- _EXERCISE DESCRIPTION_
Render the entries between the line containing "Find the wood grain" and the line containing "column 485, row 453", inclusive, as a two-column CSV with the columns text and answer, one row per entry. Quote each field and replace any line breaks inside it with spaces.

Collection entries
══════════════════════════════

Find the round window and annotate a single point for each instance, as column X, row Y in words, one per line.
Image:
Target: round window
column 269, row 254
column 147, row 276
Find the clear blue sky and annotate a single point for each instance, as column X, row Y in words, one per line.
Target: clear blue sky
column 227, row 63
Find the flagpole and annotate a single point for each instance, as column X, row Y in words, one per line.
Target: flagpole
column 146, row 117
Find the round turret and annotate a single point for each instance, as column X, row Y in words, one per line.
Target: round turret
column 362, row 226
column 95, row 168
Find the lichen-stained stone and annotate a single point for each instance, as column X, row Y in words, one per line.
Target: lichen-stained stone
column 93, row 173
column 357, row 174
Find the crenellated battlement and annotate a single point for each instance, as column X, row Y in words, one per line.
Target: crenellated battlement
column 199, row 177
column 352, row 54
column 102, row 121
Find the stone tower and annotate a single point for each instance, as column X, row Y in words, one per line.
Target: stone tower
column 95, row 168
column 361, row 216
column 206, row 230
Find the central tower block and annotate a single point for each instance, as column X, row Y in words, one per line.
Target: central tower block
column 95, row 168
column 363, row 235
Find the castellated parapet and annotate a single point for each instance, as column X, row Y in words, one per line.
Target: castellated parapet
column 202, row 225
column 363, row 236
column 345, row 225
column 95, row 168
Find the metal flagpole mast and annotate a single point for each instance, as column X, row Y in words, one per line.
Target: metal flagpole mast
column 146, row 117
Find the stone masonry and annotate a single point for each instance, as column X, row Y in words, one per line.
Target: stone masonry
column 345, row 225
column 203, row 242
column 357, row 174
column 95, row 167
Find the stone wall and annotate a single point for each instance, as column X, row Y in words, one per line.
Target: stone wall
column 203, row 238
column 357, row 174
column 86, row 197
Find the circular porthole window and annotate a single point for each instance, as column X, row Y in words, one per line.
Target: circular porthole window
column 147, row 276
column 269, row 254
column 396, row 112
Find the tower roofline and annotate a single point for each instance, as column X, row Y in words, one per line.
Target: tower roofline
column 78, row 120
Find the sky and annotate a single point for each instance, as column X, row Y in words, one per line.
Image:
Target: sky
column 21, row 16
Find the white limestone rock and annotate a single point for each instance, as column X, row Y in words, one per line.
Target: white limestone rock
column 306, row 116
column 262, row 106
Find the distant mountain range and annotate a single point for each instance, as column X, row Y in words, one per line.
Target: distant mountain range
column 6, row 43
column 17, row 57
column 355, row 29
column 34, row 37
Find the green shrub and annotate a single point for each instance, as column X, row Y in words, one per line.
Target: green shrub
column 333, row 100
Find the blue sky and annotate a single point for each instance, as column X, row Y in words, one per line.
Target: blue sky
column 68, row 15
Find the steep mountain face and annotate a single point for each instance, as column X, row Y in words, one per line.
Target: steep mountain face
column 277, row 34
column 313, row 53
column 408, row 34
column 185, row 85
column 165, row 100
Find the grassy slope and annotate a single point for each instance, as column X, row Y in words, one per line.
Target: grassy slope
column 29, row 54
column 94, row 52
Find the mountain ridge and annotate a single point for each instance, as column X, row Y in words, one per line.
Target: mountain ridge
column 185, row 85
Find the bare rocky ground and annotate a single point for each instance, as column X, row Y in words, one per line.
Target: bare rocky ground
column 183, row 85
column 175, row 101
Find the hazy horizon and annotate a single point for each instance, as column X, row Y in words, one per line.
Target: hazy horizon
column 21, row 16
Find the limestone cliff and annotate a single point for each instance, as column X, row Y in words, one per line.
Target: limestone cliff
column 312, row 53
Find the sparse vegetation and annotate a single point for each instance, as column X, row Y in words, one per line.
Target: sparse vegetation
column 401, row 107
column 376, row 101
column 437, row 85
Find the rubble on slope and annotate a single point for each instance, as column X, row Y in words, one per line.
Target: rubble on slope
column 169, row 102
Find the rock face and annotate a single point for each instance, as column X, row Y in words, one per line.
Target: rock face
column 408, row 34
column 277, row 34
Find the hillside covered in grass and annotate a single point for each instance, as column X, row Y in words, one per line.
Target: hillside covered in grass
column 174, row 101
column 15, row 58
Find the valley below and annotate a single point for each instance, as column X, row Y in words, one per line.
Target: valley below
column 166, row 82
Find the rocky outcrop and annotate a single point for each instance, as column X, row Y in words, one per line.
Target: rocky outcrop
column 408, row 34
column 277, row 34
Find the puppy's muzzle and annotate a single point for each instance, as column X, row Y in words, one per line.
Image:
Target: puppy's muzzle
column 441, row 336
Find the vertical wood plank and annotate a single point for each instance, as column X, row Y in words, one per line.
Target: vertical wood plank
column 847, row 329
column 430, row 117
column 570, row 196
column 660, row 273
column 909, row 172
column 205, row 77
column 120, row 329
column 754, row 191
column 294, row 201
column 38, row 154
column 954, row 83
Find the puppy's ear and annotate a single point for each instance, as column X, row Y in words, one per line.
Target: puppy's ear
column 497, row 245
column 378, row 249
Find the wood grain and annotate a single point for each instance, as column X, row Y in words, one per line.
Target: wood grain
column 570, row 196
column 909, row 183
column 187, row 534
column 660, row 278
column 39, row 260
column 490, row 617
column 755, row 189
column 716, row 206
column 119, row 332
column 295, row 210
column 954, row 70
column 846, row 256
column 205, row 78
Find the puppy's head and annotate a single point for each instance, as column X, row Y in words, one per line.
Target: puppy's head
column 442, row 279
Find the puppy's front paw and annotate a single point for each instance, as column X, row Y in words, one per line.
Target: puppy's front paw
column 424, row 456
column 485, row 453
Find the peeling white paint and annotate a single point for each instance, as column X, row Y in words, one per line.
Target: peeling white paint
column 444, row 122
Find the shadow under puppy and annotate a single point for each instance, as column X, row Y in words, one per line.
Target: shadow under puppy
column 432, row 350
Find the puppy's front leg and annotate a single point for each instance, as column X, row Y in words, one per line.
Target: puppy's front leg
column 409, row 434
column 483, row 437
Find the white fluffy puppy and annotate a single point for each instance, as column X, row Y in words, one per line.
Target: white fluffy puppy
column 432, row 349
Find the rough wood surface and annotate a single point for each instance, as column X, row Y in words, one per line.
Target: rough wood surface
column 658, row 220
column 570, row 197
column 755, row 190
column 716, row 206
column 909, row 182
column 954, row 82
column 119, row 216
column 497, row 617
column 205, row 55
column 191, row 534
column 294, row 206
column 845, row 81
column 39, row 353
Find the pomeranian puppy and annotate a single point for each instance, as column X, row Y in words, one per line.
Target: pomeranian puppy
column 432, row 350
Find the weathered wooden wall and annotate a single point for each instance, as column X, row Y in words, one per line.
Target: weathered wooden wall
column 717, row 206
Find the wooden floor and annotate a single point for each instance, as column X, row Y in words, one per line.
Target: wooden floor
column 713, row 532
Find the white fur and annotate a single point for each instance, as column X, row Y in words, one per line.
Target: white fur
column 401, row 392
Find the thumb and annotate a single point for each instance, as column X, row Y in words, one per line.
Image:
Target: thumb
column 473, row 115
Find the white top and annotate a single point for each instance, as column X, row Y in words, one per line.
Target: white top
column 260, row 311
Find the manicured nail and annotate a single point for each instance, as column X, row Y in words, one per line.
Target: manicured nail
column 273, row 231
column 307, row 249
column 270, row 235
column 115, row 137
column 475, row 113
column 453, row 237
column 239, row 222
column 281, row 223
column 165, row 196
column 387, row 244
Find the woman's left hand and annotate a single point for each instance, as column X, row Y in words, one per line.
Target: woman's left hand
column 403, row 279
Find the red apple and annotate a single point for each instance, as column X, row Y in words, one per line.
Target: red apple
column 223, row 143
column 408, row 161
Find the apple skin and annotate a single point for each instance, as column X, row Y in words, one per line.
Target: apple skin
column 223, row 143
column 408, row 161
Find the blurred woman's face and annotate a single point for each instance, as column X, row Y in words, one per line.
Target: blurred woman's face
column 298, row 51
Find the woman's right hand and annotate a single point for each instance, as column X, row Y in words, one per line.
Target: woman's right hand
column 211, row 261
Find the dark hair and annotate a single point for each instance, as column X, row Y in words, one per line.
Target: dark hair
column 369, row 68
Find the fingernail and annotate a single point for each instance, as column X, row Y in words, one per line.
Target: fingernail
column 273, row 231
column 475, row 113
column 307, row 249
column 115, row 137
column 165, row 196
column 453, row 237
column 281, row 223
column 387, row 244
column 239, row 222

══════════════════════════════

- _WORKED SOLUTION_
text,answer
"Find the wood grain and annotate a single point for each instance, as column X, row Y in words, one per line. Target: wood grain","column 570, row 196 column 909, row 183 column 187, row 534 column 660, row 278 column 39, row 260 column 490, row 617 column 755, row 189 column 716, row 206 column 119, row 332 column 295, row 210 column 954, row 70 column 846, row 256 column 205, row 78"
"Find the puppy's head and annotate a single point for each instance, as column X, row Y in words, one per line. Target: puppy's head","column 442, row 279"
"Find the puppy's front paw and annotate a single point for each instance, as column X, row Y in words, one per line. Target: puppy's front paw","column 424, row 456 column 485, row 453"